WHAT IS REQUIRED: In the data that follows, find the line containing "Request: sea stack"; then quote that line and every line after it, exactly, through the last one.
____ MATERIAL FOR THE TASK
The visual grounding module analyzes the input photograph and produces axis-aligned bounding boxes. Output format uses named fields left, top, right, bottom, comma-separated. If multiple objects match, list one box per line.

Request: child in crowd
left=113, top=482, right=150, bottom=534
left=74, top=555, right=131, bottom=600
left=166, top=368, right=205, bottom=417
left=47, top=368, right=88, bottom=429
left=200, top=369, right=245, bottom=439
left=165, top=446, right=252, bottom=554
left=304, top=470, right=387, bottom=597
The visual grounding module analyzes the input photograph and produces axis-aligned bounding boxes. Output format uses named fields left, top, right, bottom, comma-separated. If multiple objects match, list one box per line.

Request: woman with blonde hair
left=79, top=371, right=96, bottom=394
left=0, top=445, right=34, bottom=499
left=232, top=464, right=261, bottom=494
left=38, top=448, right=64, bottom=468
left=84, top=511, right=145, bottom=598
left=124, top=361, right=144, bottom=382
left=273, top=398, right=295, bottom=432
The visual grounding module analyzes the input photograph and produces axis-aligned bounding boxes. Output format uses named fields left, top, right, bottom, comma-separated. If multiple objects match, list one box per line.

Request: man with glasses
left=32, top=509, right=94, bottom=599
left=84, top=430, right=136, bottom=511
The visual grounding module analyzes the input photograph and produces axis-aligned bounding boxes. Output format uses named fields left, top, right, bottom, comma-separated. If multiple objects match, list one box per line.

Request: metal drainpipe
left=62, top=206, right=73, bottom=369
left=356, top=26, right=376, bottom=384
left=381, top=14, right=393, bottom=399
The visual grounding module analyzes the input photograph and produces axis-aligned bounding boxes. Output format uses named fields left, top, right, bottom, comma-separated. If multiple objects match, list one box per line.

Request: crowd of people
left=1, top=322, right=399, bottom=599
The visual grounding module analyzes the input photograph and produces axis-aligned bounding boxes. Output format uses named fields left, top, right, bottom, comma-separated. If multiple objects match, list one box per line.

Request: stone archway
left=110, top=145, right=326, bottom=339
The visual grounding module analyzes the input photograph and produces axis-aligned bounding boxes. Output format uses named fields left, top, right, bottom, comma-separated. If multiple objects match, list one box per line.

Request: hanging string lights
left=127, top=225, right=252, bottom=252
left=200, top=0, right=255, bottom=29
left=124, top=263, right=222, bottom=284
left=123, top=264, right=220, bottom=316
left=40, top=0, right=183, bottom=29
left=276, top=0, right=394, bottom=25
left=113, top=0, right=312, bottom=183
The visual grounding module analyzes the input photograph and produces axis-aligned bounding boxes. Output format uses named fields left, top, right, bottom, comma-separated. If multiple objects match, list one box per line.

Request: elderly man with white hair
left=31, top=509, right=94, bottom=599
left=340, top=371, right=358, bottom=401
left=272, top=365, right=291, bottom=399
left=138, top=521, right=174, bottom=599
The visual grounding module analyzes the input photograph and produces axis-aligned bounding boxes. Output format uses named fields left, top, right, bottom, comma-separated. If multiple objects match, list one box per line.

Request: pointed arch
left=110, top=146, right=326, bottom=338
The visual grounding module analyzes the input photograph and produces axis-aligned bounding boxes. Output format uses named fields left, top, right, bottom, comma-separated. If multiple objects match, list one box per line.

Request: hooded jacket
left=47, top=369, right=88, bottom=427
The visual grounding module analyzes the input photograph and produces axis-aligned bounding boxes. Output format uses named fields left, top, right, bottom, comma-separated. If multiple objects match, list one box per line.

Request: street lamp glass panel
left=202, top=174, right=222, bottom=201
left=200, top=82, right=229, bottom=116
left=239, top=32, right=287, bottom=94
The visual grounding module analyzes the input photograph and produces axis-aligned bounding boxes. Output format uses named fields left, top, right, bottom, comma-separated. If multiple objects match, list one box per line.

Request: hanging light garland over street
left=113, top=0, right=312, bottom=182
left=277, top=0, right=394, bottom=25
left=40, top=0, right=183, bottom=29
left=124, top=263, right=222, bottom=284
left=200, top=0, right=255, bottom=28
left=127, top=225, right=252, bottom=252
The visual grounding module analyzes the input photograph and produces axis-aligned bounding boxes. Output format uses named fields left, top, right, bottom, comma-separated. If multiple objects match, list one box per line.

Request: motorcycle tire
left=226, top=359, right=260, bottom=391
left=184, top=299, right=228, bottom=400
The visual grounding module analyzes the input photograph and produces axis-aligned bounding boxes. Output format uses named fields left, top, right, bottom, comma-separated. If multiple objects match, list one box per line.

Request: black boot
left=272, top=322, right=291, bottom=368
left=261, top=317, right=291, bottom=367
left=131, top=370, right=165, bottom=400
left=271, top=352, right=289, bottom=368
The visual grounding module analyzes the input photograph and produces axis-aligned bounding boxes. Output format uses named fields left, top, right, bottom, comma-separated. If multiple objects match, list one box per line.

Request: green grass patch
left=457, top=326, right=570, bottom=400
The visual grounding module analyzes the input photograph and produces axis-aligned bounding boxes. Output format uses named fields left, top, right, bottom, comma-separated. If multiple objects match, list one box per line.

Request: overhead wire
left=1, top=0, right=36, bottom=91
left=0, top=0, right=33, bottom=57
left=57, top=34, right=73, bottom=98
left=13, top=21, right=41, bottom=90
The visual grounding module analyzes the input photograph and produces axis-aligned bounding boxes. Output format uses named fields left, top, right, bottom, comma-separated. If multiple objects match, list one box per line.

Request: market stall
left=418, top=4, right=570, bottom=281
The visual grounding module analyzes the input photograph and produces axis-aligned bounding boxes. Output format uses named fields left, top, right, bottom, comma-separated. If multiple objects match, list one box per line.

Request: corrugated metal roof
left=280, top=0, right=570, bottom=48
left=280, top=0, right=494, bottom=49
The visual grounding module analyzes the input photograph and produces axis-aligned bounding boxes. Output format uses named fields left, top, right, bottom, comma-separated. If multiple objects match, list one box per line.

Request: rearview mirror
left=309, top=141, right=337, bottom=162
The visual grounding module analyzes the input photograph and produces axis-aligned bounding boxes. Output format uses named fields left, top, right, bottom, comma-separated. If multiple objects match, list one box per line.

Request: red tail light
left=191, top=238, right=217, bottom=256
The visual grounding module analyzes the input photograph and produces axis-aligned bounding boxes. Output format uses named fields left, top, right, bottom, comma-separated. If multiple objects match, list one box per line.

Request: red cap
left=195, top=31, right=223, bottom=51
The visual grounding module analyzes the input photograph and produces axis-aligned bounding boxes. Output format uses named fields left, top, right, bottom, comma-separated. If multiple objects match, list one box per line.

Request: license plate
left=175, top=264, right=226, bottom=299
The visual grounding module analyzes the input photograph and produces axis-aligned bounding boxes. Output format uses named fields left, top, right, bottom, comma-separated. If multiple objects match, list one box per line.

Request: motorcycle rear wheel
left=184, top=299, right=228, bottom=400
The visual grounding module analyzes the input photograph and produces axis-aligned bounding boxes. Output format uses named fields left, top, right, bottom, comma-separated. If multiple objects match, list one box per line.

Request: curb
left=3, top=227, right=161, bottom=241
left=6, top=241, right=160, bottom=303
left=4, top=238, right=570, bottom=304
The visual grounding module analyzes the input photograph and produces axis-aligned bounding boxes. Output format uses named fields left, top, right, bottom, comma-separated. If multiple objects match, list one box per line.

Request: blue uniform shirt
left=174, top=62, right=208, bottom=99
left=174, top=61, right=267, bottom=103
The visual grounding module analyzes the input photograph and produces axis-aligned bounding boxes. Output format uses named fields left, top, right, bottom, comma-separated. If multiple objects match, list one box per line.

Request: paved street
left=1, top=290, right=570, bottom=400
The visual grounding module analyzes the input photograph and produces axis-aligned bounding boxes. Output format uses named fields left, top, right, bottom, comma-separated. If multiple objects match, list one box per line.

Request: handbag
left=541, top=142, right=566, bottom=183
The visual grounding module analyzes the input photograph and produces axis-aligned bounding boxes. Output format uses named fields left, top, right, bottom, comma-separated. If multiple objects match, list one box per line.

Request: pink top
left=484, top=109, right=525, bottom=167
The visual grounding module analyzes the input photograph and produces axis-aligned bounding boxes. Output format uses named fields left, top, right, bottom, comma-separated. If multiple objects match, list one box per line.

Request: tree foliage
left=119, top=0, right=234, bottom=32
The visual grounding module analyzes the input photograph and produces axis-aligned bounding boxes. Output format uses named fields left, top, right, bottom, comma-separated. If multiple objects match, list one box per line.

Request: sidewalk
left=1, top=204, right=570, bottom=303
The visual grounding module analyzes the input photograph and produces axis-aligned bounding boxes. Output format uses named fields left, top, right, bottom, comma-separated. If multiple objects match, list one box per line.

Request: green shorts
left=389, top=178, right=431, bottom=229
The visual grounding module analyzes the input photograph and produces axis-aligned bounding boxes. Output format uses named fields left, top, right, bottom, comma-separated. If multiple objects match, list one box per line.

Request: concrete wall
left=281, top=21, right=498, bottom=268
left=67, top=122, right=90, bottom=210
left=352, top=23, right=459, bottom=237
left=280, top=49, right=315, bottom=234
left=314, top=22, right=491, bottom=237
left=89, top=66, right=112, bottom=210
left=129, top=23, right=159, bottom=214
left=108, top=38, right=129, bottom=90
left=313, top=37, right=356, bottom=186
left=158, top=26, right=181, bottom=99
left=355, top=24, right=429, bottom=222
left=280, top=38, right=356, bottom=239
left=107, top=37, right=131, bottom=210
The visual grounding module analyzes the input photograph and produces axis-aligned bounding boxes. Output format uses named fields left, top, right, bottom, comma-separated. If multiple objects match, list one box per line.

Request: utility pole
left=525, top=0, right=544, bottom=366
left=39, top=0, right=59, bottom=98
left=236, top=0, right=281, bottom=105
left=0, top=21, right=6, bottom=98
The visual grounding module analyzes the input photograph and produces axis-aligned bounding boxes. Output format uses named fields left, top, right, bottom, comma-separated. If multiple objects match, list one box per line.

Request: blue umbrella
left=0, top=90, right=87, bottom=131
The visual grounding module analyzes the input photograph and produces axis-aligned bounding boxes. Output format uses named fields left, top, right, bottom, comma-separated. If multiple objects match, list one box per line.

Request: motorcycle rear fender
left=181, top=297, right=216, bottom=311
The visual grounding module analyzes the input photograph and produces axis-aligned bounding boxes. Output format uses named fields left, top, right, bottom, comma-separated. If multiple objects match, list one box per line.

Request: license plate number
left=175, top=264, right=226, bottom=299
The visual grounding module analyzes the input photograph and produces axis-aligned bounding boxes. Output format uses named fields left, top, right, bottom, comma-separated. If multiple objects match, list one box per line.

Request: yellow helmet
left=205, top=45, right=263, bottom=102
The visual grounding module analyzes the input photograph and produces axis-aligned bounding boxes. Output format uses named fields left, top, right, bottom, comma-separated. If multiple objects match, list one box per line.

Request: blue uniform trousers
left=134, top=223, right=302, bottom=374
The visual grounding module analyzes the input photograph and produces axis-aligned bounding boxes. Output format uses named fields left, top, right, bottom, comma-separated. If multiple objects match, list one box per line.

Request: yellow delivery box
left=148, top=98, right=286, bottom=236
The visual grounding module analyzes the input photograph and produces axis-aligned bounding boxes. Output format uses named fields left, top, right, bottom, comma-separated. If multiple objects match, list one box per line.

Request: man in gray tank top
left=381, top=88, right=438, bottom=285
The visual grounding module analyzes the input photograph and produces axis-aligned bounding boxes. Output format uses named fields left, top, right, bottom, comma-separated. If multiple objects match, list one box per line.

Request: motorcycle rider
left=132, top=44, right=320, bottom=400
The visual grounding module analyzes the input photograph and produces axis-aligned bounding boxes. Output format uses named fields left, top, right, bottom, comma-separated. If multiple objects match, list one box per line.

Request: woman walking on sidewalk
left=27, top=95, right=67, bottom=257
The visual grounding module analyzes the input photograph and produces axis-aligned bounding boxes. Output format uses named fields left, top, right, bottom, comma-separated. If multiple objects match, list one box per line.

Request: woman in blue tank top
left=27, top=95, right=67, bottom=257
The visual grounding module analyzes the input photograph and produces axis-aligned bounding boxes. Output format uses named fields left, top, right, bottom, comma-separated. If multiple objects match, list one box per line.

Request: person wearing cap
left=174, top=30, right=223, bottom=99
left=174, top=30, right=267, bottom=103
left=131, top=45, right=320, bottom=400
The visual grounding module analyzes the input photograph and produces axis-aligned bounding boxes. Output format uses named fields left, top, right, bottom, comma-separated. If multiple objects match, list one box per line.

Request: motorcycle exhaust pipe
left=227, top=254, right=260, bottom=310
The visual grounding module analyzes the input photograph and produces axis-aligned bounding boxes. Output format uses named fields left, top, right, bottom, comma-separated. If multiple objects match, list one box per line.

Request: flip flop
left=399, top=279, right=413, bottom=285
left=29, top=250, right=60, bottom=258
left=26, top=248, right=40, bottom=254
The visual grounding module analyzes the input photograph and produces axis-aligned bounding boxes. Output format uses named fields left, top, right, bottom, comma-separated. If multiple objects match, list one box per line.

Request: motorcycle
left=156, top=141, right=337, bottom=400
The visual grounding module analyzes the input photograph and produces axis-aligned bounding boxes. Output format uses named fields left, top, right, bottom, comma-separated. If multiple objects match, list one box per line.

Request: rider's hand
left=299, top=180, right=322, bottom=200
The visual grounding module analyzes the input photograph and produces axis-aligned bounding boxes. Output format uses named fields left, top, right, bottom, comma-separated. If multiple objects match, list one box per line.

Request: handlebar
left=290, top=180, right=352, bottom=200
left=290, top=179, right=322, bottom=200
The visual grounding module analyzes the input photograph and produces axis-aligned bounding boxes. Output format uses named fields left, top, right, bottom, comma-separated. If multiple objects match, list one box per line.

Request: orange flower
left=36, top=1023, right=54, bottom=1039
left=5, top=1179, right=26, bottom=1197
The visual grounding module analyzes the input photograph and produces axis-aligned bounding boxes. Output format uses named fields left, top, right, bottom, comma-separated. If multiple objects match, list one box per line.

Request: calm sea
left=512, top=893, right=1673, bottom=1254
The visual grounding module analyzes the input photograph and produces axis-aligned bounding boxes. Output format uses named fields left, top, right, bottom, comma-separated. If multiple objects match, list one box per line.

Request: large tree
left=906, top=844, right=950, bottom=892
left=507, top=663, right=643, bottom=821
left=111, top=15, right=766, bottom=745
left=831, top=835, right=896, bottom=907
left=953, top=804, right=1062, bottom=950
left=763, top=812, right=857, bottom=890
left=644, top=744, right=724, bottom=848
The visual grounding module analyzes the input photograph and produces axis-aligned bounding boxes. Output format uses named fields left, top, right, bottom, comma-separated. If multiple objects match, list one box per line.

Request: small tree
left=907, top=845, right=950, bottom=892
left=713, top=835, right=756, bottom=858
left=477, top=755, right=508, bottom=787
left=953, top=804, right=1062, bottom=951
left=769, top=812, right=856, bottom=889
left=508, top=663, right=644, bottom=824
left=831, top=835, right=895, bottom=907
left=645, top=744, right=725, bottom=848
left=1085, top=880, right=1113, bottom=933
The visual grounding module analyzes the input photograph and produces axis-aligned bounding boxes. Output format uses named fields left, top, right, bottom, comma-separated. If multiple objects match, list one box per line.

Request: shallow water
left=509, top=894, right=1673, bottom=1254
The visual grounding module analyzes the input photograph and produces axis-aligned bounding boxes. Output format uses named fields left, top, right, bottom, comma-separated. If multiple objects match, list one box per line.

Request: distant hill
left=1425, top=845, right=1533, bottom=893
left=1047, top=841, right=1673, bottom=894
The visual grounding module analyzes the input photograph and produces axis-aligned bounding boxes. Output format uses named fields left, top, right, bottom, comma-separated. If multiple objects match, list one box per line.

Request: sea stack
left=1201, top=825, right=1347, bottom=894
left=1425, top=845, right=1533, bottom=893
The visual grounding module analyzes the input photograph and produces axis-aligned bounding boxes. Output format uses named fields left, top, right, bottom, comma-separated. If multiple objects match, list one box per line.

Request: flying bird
________
RESPONSE TO THE EXERCISE:
Request: sea stack
left=1201, top=825, right=1347, bottom=894
left=1425, top=845, right=1533, bottom=893
The visual grounding module analyzes the input photograph and produces axis-aligned bounding boxes. Output format uses named fields left, top, right, bottom, comma-separated. If multiple objects match, list one box per line.

Request: flying bird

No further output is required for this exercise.